Exercise
Restate the records below word for word, leaving nothing out.

[Source records]
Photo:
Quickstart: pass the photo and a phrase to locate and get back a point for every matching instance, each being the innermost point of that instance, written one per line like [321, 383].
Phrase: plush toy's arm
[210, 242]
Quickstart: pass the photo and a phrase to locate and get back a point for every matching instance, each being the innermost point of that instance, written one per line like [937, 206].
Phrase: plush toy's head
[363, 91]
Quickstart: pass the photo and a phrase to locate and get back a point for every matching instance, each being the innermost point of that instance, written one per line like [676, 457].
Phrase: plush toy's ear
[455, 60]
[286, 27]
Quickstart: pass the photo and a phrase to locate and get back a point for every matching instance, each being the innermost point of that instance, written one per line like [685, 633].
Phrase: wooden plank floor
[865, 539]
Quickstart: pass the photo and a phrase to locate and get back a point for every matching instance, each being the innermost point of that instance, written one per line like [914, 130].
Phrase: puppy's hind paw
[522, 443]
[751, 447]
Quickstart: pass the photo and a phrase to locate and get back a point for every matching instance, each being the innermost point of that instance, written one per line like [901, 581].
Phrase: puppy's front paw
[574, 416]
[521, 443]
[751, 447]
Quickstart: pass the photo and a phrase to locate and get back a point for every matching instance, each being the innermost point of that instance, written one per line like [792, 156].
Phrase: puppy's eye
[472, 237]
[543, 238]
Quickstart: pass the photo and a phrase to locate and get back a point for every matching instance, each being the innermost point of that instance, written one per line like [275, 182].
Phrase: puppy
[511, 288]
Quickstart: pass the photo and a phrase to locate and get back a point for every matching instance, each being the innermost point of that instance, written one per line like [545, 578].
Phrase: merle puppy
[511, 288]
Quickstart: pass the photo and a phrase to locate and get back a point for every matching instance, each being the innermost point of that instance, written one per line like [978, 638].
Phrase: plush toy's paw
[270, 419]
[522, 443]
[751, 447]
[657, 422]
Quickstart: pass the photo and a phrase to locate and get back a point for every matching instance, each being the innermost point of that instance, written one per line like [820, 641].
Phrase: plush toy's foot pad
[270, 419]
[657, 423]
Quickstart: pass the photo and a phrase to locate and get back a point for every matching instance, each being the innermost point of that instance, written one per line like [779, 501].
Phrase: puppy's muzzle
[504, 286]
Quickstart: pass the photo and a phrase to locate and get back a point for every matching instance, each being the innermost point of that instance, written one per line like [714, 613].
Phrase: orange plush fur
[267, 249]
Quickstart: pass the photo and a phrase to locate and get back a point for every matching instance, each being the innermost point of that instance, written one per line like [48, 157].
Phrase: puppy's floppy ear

Task output
Photo:
Quickstart: pass the photo and a phrase to locate and get back a point for every matching instance, each being the innermost point of that instance, written one per line like [321, 383].
Phrase: plush toy's arm
[210, 242]
Quickstart: pass the photo and a phrase to locate and get back a point for every matching instance, each being the innermost point of that instance, written one per line like [937, 206].
Phrase: plush toy's head
[363, 91]
Quickstart: pass the photo and a phrase to locate and get back a point for every matching instance, each being the innermost point of that instance, written one per line like [676, 457].
Phrase: plush toy's ear
[455, 60]
[286, 27]
Quickstart: pass the photo and a phrase to locate and get back a point for every matching instance, each being the innermost point of that instance, written one per line like [685, 633].
Phrase: wooden plank floor
[865, 539]
Quickstart: pass the photo and a phrase to locate and get back a point for every matching instance, each being the innermost point of that instance, written one per line like [914, 130].
Phrase: puppy's hind paw
[522, 443]
[751, 447]
Quickstart: pass the photo and a phrase to locate and get back a point for every matching instance, each being the innermost point of that instance, written one per line like [901, 581].
Phrase: puppy's front paw
[574, 416]
[521, 443]
[751, 447]
Quickstart: pass the photo and a phrase to locate and get back a point for every matching instance, each being the innermost point of that instance, written one per line like [792, 156].
Phrase: puppy's eye
[472, 237]
[543, 238]
Quickstart: pass the photo and a phrase to locate and get back a point for every matching instance, each being the innermost point of that instance, written one per line like [275, 182].
Phrase: puppy
[511, 288]
Quickstart: pass the photo and a phrase to locate and get back a point for every matching instance, each being the innermost point of that instance, written one per line like [545, 578].
Phrase: merle puppy
[511, 288]
Quickstart: pass the photo and a phrase to locate and get back a point for every matching instance, each being the innermost point of that instance, written one per line like [978, 638].
Phrase: plush toy's paw
[270, 419]
[522, 443]
[751, 447]
[657, 422]
Quickstart: pass the photo and a phrase to locate and get back a point for every matching instance, each being the innermost point of that instance, written one per line like [820, 641].
Phrase: plush toy's foot pad
[270, 419]
[657, 423]
Quickstart: pass the photo and a phrase to locate and get back a point for every matching instance, each being the innermost point of that instance, written one per line like [779, 501].
Phrase: puppy's muzzle
[504, 286]
Quickstart: pass the photo and a phrase to locate and get back a point for every matching instance, each being the innermost point of that instance, written one per line like [714, 613].
Phrase: orange plush fur
[267, 249]
Quickstart: pass the photo and a phrase to locate and get back a point for every matching instance, each being the innermost point of that instance, written one per line like [48, 157].
Phrase: puppy's floppy ear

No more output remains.